■ Text shown:
::::

How to install Nvidia Gstreamer plugins (nvenc, nvdec) on Ubuntu?
7 min. read |
Gstreamer’s plugins avdec_h264 (h264 video decoding) and x264enc (h264 video encoding) optimized for CPU. Meanwhile with Nvidia Gstreamer plugins (nvenc, nvdec) we can benefit from GPU capabilities and performance. With GPU based plugins applications can process videos up to 3 times faster.
Requirements
- Ubuntu
- Gstreamer
- Nvidia GPU
- Nvidia Video Codec SDK
Scripts
Learn how to?
- build Nvidia gstreamer plugins nvenc (nvh264enc) and nvdec
- use OpenGL gstreamer plugins gldownload, glimagesink
Guide
Environment setup
- CUDA Version 10.0.130
- Ubuntu 18.04.4 LTS
- Video_Codec_SDK_9.0.20
- Gstreamer 1.14.5
- NVIDIA Driver 435.21
Inspect
At the beginning, check if plugins are already installed:
gst-inspect-1.0 nvdec
On test machine plugin isn’t installed yet, so command’s output looks like the following:
No such element or plugin 'nvdec'
Requirements
First, check your GPU supports NVENC, NVDEC SDKs using Video Encode and Decode GPU Support Matrix
Initial requirements for nvenc, nvdec plugins specified in official gstreamer nvidia plugins README.

::::

■ Recorded information:
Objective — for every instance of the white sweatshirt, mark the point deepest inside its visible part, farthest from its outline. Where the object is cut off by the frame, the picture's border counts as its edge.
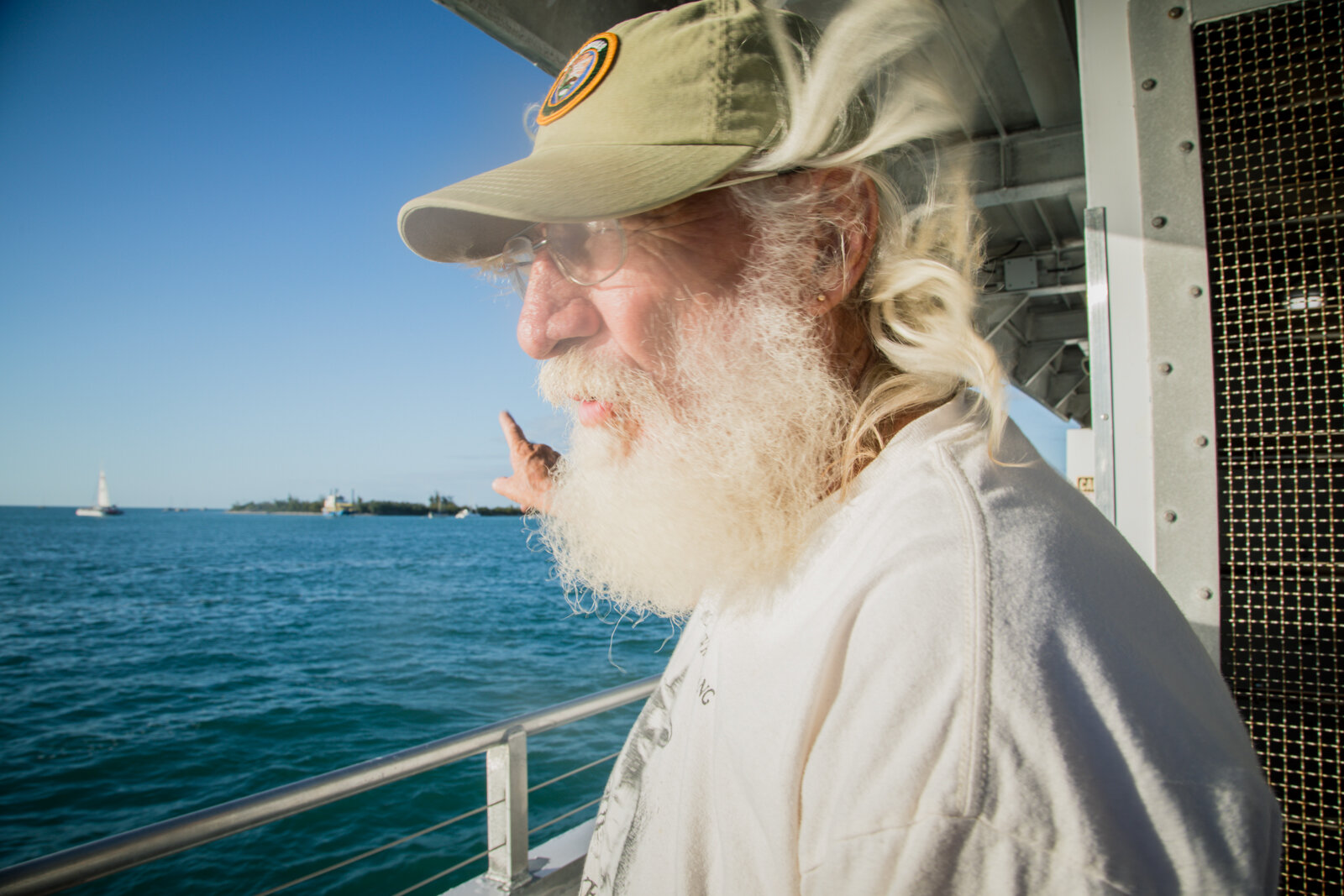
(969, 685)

::::

■ List of tasks:
**1)** List every component and version given under "Environment setup" in the Nvidia Gstreamer plugins guide above.
**2)** Extend the Nvidia Gstreamer plugins guide above, starting after its last sentence.

■ Answers to the exercises:
**1)**
CUDA Version 10.0.130
Ubuntu 18.04.4 LTS
Video_Codec_SDK_9.0.20
Gstreamer 1.14.5
NVIDIA Driver 435.21

**2)**
Install CUDA
Check CUDA version:
cat /usr/local/cuda/version.txt
Install CUDA Toolkit using official NVIDIA Cuda Installation Guide
Install NVIDIA Video Codec SDK
Download
At first, go to NVIDIA Video Codec SDK’s page and download compatible with your nvidia driver version. For example, check the requirements for the latest SDK version:
Use nvidia-smi to check your nvidia driver version.
nvidia-smi
Note: In particular case my local Driver Version is 435.21 and Nvidia Video Codec SDK 9.1 requires 435.21 or newer. But in my case I managed everything to work with previous version of Nvidia Video Codec SDK 9.0 with next requirements:
Install
In order to install Video Codec SDK simply extract files from downloaded archive and move includes & libs to your cuda path (ex.: usr/local/cuda/). For example:
unzip Video_Codec_SDK.zip
cd Video_Codec_SDK
cp include/* /usr/local/cuda/include
cp Lib/linux/stubs/x86_64/* /usr/local/cuda/lib64/stubs
Build nvenc, nvdec gstreamer plugins
Nvidia gstreamer plugins located in gst-plugins-bad package.
Note: in gst-plugins-bad repository plugins need more quality, testing or documentation
Now, let’s clone repository and build plugins.
git clone git://anongit.freedesktop.org/git/gstreamer/gst-plugins-bad
cd gst-plugins-bad
git checkout $(gst-launch-1.0 --version | \
grep version | tr -s ' ' '\n' | tail -1)
./autogen.sh --disable-gtk-doc --noconfigure
NVENCODE_CFLAGS="-I/usr/local/cuda/include" \
./configure --with-cuda-prefix="/usr/local/cuda"
Note: additional NVENCODE_CFLAGS instructs to look at Cuda’s includes folder when building plugins. And flag (–with-cuda-prefix) specifies exact Cuda location.
Check output to confirm that nvenc, nvdec plugins is going to be build.
Then, go to exact nvenc, nvdec folders and build libraries.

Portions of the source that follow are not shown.